* _Task input_:
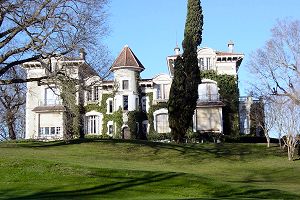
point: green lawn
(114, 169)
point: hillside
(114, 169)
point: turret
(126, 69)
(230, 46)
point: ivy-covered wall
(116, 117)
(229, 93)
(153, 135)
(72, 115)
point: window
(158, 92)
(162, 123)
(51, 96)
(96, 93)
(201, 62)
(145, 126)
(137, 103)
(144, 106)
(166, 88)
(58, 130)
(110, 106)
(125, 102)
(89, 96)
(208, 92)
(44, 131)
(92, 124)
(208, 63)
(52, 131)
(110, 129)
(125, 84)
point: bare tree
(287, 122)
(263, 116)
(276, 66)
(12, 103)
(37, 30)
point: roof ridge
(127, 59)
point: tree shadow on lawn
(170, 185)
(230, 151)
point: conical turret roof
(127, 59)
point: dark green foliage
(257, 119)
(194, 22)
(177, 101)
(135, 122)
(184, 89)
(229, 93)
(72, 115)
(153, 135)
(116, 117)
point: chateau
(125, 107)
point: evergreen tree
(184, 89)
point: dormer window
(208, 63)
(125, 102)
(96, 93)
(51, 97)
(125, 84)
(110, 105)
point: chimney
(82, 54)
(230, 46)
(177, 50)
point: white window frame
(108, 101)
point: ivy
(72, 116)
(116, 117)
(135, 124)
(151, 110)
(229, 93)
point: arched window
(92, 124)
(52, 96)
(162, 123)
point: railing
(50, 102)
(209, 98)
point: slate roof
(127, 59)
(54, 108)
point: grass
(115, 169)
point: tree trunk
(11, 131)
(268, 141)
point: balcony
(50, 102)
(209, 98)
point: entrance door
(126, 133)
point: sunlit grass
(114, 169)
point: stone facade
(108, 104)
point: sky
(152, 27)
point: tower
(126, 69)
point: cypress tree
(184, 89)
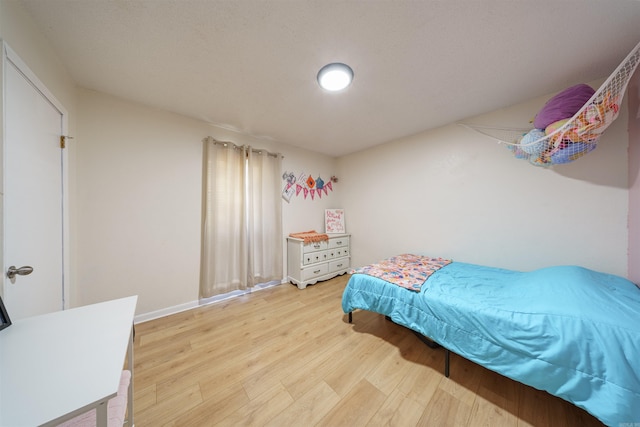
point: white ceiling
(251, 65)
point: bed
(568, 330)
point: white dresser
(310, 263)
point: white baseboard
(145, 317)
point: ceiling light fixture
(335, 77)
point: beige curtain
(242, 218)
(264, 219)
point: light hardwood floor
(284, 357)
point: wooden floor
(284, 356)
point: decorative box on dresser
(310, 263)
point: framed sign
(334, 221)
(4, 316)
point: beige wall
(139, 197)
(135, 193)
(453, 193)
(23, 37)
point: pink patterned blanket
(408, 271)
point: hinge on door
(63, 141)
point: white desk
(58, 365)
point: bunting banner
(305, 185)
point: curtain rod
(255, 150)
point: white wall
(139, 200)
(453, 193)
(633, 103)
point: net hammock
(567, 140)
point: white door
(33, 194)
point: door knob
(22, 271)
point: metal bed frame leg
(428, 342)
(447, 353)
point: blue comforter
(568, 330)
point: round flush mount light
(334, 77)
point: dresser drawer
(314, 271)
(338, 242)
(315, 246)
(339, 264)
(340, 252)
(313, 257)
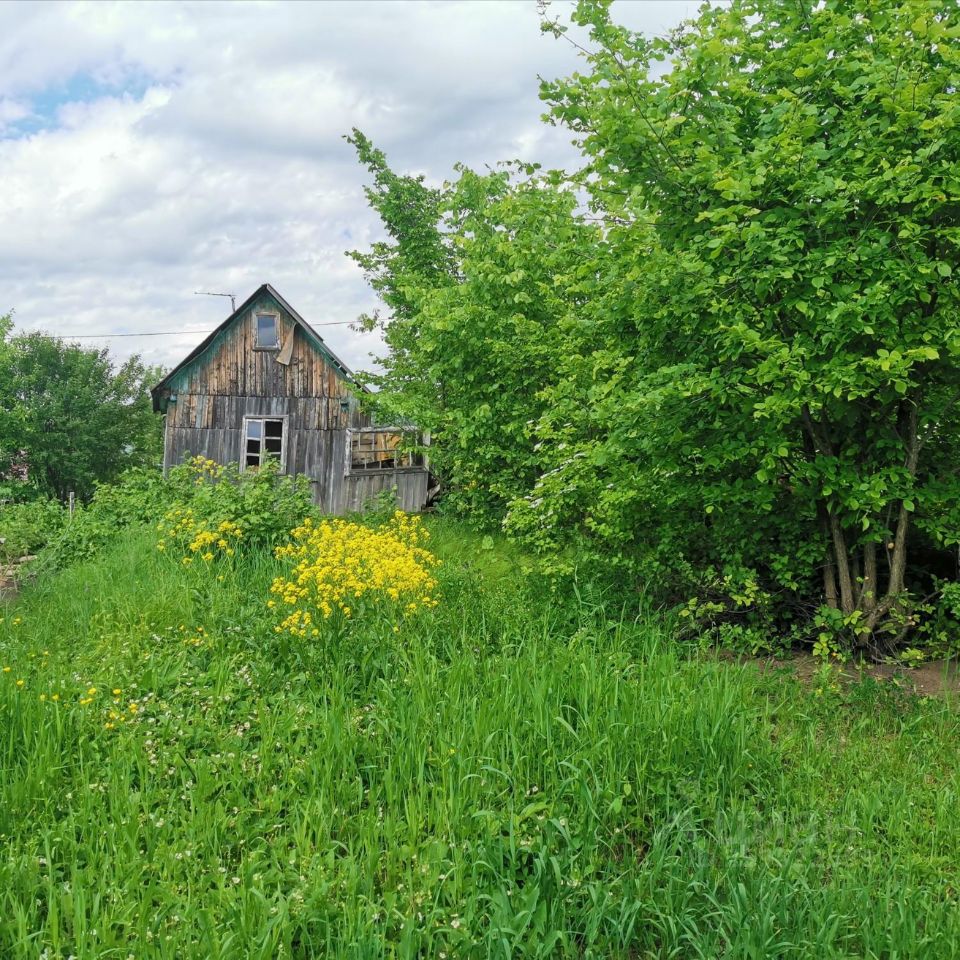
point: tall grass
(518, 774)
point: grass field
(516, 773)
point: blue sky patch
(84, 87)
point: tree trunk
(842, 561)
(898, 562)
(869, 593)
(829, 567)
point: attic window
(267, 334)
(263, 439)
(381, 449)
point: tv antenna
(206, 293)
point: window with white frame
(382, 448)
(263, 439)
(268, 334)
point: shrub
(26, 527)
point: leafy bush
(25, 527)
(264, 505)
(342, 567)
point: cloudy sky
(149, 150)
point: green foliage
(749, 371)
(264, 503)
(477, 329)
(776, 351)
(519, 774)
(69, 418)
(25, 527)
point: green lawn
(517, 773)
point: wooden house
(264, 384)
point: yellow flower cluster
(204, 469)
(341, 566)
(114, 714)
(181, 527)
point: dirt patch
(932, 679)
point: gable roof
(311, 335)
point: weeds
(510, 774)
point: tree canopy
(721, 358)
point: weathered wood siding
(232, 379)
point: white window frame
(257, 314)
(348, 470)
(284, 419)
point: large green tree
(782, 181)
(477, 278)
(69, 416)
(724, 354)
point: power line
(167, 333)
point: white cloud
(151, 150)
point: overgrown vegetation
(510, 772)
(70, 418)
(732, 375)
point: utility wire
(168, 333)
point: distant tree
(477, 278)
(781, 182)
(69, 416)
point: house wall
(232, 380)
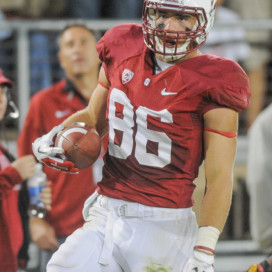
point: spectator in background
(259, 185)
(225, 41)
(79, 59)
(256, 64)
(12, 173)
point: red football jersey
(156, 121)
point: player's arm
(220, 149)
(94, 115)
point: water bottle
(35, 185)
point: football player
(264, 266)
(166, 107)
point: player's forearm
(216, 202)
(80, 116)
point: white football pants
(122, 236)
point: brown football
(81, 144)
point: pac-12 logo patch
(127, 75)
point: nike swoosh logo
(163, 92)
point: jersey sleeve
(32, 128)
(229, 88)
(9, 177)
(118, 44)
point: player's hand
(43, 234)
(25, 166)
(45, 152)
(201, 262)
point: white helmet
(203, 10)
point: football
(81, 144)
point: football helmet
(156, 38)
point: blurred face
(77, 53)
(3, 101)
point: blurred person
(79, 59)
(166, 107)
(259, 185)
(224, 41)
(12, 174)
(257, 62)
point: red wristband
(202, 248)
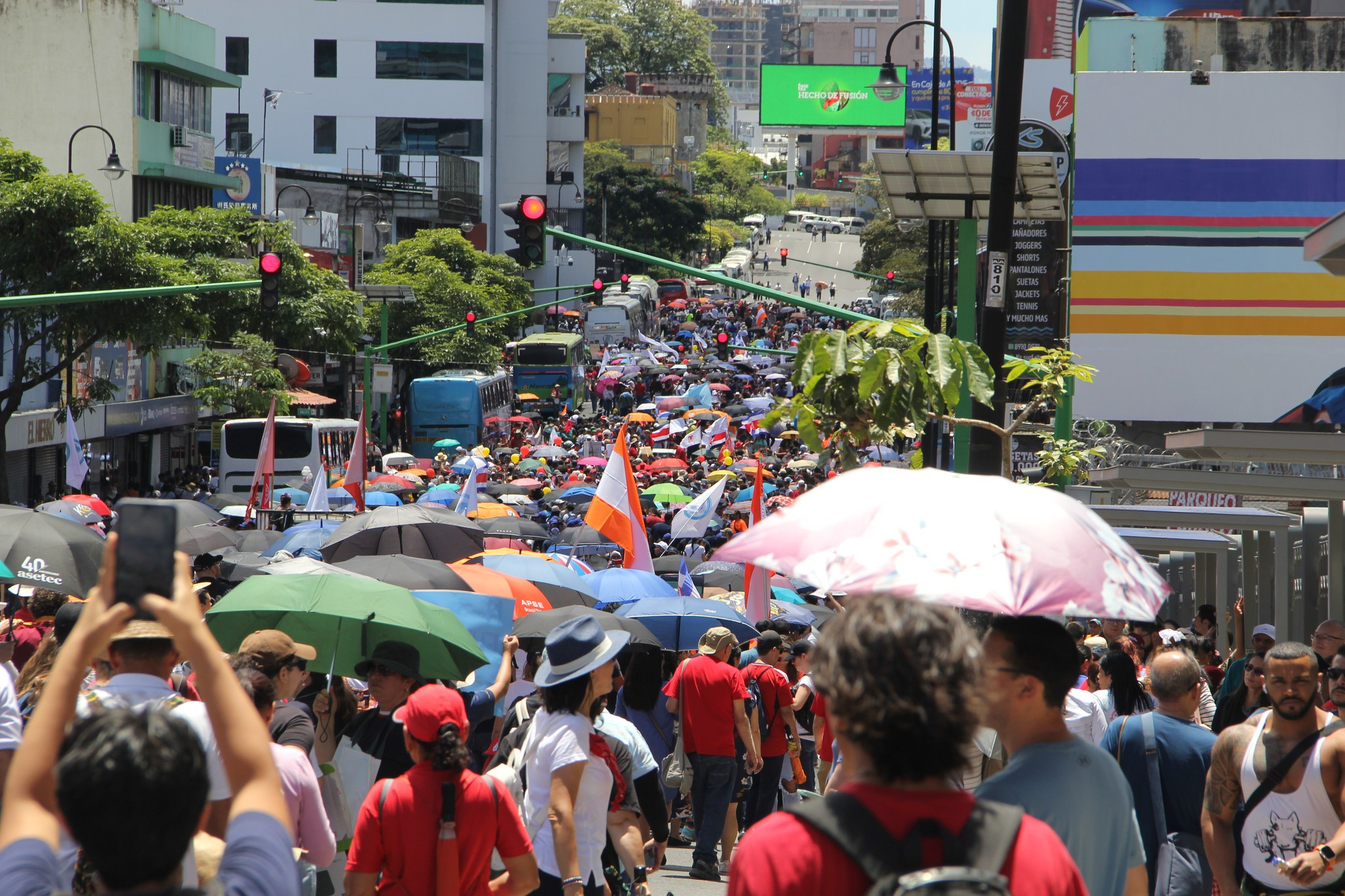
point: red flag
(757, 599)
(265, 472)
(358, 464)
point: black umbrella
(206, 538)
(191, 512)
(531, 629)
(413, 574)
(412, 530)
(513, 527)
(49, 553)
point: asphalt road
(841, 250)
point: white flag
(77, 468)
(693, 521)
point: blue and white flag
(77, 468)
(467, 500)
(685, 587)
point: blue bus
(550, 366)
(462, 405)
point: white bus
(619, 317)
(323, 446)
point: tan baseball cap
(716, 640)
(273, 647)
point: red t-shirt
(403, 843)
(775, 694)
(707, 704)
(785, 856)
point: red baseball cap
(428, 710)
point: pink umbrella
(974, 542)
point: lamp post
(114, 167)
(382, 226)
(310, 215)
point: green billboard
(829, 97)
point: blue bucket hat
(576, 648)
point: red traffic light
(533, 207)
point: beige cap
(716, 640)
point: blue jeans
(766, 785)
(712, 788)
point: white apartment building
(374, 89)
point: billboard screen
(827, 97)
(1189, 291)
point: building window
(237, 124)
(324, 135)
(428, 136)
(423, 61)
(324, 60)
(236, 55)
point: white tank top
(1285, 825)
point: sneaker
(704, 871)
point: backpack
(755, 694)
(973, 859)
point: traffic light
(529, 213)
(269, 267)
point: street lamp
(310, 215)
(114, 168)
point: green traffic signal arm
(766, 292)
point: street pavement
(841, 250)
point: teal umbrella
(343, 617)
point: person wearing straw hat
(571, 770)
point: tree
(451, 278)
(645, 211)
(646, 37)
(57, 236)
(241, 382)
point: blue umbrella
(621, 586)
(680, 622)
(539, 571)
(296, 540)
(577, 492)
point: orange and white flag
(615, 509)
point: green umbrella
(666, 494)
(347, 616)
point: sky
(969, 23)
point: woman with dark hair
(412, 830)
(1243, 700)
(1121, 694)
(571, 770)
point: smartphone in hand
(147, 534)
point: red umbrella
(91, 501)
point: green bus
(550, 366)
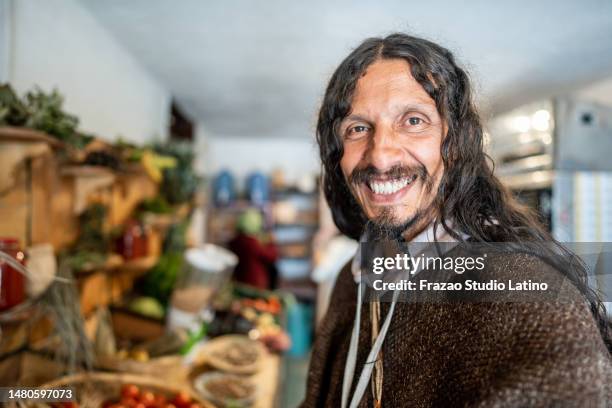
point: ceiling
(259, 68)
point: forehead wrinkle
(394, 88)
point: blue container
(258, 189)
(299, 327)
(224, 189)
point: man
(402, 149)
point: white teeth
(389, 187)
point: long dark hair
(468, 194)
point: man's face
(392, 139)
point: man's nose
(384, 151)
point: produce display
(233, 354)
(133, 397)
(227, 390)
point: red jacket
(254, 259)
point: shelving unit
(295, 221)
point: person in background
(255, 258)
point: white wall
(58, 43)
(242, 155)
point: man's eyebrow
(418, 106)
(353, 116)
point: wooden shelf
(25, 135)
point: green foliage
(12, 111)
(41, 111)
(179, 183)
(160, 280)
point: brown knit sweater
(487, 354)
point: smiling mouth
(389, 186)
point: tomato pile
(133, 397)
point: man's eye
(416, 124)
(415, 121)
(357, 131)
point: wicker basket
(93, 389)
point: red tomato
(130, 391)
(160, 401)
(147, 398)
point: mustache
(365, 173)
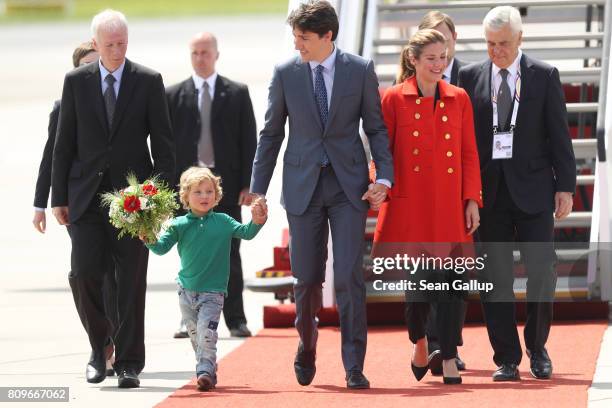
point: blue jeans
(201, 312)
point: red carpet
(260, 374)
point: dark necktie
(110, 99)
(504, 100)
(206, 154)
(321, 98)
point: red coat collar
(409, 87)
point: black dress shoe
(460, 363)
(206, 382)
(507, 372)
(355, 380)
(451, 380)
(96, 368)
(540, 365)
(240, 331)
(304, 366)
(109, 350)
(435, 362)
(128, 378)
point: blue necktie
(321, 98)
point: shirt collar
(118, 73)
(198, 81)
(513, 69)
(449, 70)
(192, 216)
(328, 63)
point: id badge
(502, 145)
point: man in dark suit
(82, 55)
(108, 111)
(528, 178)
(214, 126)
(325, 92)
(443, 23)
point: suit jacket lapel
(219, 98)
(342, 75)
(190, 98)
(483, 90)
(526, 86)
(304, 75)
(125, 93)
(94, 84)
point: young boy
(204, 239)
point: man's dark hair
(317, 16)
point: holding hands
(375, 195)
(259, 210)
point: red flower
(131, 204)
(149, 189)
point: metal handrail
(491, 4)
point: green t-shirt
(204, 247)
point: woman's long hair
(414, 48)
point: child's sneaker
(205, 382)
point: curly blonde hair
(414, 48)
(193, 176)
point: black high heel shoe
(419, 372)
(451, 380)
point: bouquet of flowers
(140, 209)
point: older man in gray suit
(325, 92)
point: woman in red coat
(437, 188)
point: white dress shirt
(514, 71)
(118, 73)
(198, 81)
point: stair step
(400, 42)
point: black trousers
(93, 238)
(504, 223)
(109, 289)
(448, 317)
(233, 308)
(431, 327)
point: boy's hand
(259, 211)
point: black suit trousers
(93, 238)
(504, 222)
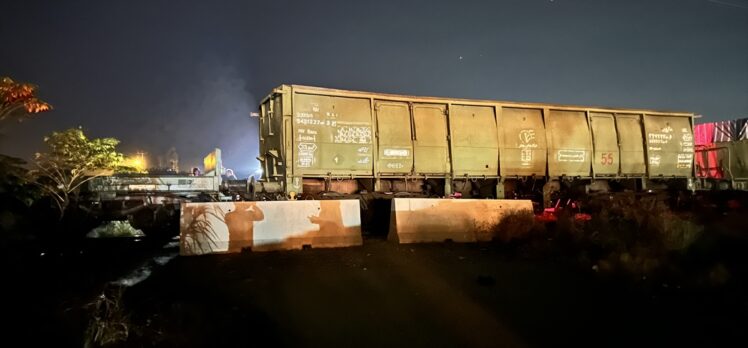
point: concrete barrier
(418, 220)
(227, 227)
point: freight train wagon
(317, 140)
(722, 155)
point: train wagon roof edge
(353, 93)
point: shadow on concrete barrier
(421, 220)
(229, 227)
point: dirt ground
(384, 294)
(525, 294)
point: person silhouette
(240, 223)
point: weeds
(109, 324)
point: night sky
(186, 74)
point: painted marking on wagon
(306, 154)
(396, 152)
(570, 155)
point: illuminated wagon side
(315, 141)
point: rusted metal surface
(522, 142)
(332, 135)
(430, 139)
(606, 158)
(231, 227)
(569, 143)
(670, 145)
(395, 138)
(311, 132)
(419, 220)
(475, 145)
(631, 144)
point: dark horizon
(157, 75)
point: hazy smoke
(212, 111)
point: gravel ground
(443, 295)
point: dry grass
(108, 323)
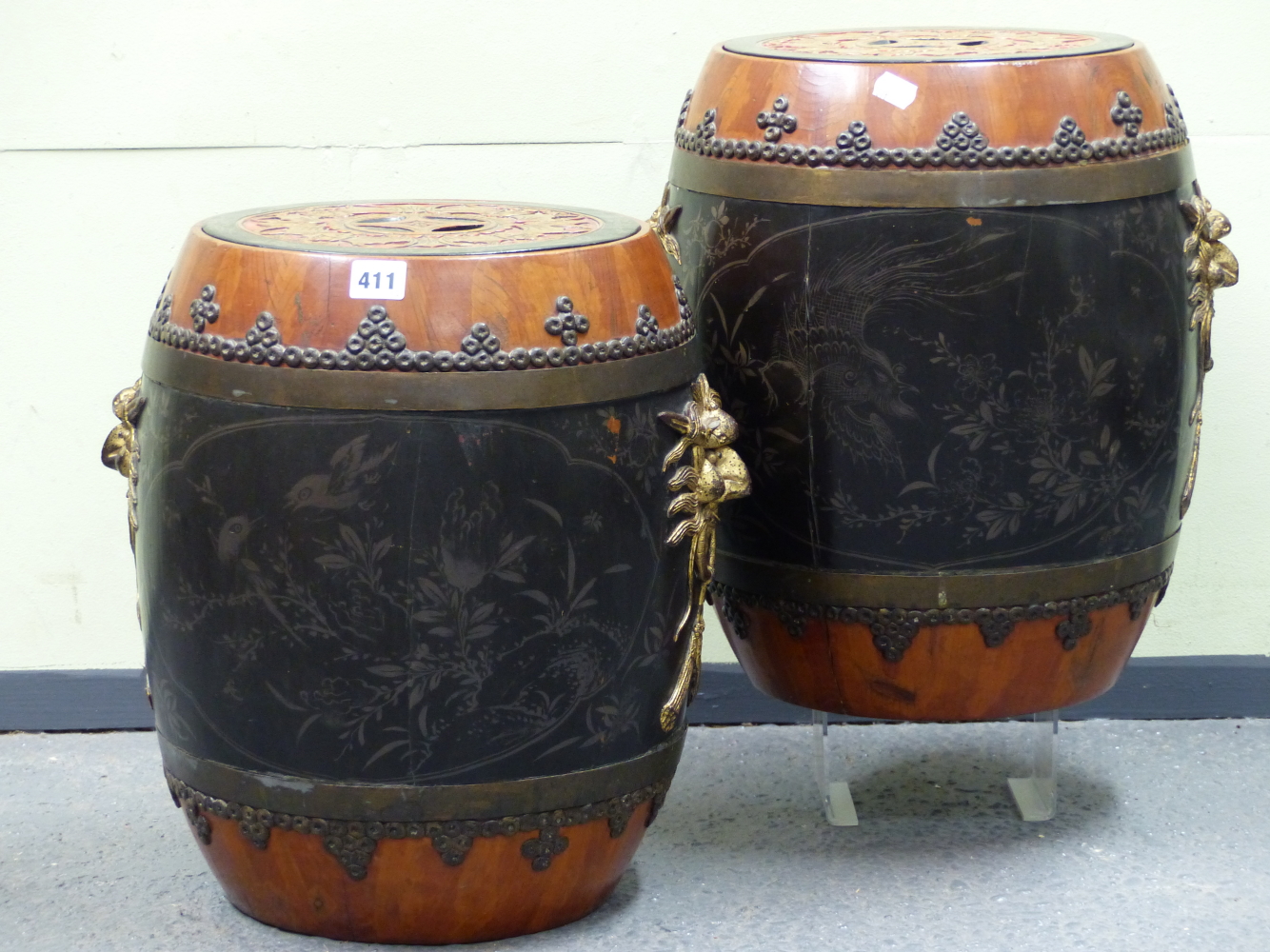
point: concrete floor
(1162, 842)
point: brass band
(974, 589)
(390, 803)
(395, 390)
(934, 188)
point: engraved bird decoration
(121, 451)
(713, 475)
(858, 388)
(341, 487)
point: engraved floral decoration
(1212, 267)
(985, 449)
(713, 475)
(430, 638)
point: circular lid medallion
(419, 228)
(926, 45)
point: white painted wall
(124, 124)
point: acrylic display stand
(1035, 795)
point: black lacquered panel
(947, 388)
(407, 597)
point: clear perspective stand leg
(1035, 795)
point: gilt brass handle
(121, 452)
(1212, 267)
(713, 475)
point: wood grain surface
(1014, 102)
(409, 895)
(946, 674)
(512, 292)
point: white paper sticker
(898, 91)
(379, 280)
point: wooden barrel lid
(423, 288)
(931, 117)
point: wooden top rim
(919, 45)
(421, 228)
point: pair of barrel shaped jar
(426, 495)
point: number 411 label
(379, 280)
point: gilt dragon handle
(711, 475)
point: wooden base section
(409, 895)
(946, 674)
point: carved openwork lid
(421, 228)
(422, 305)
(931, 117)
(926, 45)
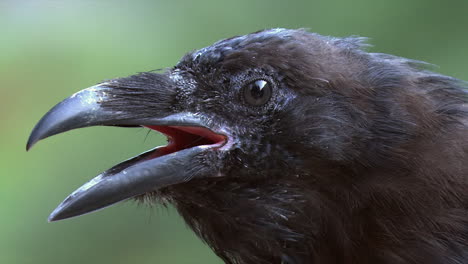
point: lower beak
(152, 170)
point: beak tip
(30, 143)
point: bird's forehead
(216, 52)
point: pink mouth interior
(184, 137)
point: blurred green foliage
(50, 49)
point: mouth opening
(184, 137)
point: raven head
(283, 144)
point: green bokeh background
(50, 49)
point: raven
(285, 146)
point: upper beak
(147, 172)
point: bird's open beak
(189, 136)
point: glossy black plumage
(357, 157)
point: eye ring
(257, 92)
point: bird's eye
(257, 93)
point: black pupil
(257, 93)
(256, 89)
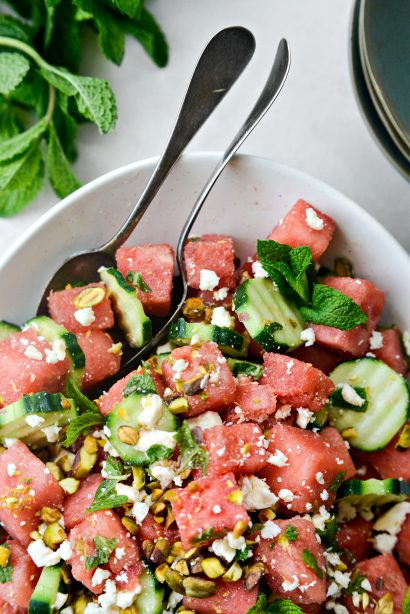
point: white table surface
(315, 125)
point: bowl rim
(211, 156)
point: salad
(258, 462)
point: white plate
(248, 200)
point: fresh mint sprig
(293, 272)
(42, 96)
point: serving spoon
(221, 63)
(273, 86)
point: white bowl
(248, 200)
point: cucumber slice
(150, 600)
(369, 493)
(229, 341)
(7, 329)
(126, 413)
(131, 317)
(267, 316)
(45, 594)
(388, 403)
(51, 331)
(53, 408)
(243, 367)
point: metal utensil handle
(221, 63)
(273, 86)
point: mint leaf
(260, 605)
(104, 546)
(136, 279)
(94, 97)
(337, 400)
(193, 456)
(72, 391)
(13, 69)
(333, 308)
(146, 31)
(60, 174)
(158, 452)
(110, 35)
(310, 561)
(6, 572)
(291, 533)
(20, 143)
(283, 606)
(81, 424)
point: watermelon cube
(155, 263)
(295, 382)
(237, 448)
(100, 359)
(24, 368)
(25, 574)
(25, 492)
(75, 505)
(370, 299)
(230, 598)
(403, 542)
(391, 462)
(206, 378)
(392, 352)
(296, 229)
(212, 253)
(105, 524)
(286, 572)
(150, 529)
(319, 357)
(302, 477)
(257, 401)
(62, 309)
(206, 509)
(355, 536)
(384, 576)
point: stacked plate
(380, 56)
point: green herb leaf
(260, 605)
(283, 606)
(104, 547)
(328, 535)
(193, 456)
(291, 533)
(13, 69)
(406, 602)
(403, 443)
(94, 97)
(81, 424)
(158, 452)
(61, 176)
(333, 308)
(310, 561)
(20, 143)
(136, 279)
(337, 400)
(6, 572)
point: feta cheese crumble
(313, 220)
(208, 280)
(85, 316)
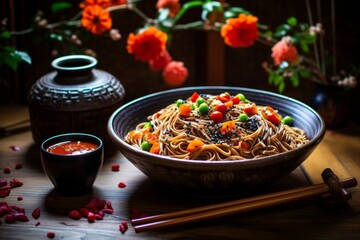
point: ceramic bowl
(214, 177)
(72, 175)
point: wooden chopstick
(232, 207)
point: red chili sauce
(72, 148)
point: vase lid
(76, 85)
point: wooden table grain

* _Requirements_:
Beginning with the line that contains "point: stacked plate", repeat every remaining line of the data exactly, the last line included, and omit pictures.

* _Task solution_:
point: stacked plate
(380, 56)
point: green herb leaf
(260, 605)
(283, 606)
(104, 547)
(328, 535)
(193, 456)
(291, 533)
(13, 69)
(406, 602)
(403, 443)
(94, 97)
(81, 424)
(158, 452)
(61, 176)
(333, 308)
(310, 561)
(20, 143)
(136, 279)
(337, 400)
(6, 572)
point: feta cheese crumble
(313, 220)
(208, 280)
(85, 316)
point: ceramic bowl
(214, 177)
(72, 175)
point: wooden chopstick
(232, 207)
point: red chili sauce
(72, 148)
point: vase lid
(76, 85)
point: wooden table grain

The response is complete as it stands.